#### [Required work]
Begin with the line that contains "[point] at the wispy" and transcribe each line after it, up to and including the last line of the listing below.

== Data section

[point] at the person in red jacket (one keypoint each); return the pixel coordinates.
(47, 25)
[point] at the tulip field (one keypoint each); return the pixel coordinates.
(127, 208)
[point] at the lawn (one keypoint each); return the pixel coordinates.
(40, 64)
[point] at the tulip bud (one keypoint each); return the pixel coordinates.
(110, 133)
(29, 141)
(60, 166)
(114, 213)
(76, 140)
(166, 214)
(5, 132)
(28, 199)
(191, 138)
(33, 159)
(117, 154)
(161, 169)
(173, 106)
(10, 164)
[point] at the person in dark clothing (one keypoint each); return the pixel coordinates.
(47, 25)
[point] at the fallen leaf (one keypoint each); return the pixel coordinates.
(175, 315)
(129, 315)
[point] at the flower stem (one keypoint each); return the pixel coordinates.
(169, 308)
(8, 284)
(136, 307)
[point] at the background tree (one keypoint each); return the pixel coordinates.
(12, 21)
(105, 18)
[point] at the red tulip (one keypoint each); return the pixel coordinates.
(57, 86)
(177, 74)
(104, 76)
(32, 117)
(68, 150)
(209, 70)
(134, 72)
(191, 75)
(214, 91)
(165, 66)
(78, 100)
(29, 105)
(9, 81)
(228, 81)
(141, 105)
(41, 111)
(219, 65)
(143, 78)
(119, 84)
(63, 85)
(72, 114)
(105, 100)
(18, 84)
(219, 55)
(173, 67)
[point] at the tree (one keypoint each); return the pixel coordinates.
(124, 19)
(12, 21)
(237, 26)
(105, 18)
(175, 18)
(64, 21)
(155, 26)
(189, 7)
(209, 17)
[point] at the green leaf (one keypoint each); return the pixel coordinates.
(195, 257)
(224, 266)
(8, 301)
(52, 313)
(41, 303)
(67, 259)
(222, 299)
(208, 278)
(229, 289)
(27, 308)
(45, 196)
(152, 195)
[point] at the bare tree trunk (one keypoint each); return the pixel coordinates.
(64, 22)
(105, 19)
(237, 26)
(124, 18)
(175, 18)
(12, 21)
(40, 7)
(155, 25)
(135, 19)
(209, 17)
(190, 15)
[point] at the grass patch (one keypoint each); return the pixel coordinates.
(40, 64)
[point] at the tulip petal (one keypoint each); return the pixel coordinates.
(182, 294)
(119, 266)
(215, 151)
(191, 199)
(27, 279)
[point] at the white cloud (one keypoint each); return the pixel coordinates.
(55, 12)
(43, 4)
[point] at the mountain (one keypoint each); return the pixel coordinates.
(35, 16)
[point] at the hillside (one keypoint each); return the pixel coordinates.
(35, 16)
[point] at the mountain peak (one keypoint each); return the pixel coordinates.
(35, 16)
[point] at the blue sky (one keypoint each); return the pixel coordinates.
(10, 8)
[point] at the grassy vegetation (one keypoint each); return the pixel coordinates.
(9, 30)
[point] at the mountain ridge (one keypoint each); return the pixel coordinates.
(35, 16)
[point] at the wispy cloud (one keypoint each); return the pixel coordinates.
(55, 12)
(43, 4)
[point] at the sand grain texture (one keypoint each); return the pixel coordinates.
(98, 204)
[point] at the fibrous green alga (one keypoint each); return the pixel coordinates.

====

#### [Worked solution]
[point] at the wispy cloud (one keypoint each); return the pixel coordinates.
(55, 12)
(43, 4)
[point] at the sand grain texture (one keypoint each); return the pixel coordinates.
(98, 204)
[point] at the fibrous green alga (one keypoint each); return the pixel coordinates.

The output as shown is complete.